Provided text:
The benefits or detrimental effects of school resource officers certainly can vary across school districts, and are dependent on respective recruitment policies, training systems and oversight initiatives – as well as what data is collected to determine results.

In some places, Thurau says, there is an extensive selection process in which police departments and school districts collaboratively decide how to bring on officers best suited for the job. Other schools, she says, receive “retired-on-active-duty” types or “officers who don’t really want to do anything.”

“It is completely unregulated by the state and left to each locality to define,” she says.

In all cases, an officer should not be placed in a school without some sort of written agreement outlining what his or her role is there, particularly when it comes to discipline, civil rights advocates say.

“Ideally if you are going to have SROs, it’s important that there will be a clear understanding who will ultimately respond – whether it was them or the school administration who had the final call against students,” says Dennis Parker, director of the American Civil Liberties Union's Racial Justice Program. “They are not there to enforce clothing rules or hallway passes … they should be used in things that are more serious safety threats.”

Studies on school resource officers have had mixed results regarding their success in curbing criminal activity. Wilfredo Lee/AP

Training is also extensive in some districts and all but absent in others. “You have to use different policing approaches with youth than you use with adults,” Thurau says. “These officers are not trained in normative child development, much less special-needs child development.”

But both Canady and critics more or less agree on what is required for a healthy program. Canady says his organization trains around 2,000 school resource officers a year in various programs across the country, covering everything from emergency preparedness and public safety to law enforcement education, informal counseling of students and relationship-building. 

“There are things that are supposed to happen to have this program have any hope in succeeding,” Canady says. “First, there has to be a foundational, collaborative effort between the school district and the law enforcement agency. Second, it has to be the right officer that's placed in this position. Third, the officer has to be properly trained.”

Your task:
Reproduce, word for word, the portion of the passage on school resource officers that opens with the words containing "Training is also" and closes with "students and relationship-building.".

Records:

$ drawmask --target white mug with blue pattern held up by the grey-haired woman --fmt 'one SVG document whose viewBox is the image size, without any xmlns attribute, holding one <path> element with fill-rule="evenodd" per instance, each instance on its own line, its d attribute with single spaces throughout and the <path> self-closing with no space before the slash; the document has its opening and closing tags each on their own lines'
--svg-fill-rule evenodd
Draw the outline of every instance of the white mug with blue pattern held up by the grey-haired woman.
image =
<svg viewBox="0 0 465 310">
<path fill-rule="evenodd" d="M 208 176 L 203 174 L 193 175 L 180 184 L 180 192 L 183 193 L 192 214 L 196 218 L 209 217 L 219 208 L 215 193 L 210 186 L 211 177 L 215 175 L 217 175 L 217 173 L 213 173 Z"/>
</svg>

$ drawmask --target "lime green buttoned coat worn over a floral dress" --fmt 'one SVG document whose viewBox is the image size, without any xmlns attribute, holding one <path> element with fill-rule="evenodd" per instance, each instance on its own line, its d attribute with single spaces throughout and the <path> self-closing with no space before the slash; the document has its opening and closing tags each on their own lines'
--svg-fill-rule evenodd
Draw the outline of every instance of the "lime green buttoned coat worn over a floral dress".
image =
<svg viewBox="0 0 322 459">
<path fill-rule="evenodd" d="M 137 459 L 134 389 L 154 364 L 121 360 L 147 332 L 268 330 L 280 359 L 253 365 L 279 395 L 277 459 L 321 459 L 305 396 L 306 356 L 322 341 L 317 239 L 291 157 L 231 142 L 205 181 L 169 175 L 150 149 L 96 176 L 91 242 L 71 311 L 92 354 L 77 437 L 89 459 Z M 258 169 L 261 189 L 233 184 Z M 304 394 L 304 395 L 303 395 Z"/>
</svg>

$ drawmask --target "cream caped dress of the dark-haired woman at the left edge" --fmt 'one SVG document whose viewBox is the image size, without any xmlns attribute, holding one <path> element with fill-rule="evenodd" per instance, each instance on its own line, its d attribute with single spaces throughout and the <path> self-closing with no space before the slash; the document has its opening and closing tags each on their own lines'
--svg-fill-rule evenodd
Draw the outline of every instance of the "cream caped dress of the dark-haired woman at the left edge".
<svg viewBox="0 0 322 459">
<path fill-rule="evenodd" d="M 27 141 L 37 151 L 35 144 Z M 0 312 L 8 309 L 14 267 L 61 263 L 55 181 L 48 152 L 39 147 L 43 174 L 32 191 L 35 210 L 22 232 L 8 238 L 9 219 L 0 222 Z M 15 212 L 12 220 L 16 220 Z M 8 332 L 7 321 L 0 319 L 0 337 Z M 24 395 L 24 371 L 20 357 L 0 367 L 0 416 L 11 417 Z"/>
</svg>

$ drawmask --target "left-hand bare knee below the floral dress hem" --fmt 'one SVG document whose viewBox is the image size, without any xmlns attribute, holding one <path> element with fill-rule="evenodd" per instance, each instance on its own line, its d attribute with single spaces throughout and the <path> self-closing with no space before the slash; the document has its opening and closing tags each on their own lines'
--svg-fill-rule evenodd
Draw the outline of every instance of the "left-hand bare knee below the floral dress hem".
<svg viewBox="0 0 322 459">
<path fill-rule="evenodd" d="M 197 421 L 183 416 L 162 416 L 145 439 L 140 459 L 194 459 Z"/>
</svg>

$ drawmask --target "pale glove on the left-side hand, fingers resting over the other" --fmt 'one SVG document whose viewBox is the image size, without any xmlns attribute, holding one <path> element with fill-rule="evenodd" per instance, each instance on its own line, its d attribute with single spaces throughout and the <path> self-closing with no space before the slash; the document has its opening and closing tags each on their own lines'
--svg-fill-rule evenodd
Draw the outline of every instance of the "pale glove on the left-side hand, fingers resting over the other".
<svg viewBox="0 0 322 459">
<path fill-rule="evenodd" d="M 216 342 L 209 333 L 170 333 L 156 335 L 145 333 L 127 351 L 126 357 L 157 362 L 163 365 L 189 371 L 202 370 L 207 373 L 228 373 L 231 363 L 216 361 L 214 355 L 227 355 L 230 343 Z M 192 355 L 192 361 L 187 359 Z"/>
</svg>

Solution:
Training is also extensive in some districts and all but absent in others. “You have to use different policing approaches with youth than you use with adults,” Thurau says. “These officers are not trained in normative child development, much less special-needs child development.”

But both Canady and critics more or less agree on what is required for a healthy program. Canady says his organization trains around 2,000 school resource officers a year in various programs across the country, covering everything from emergency preparedness and public safety to law enforcement education, informal counseling of students and relationship-building.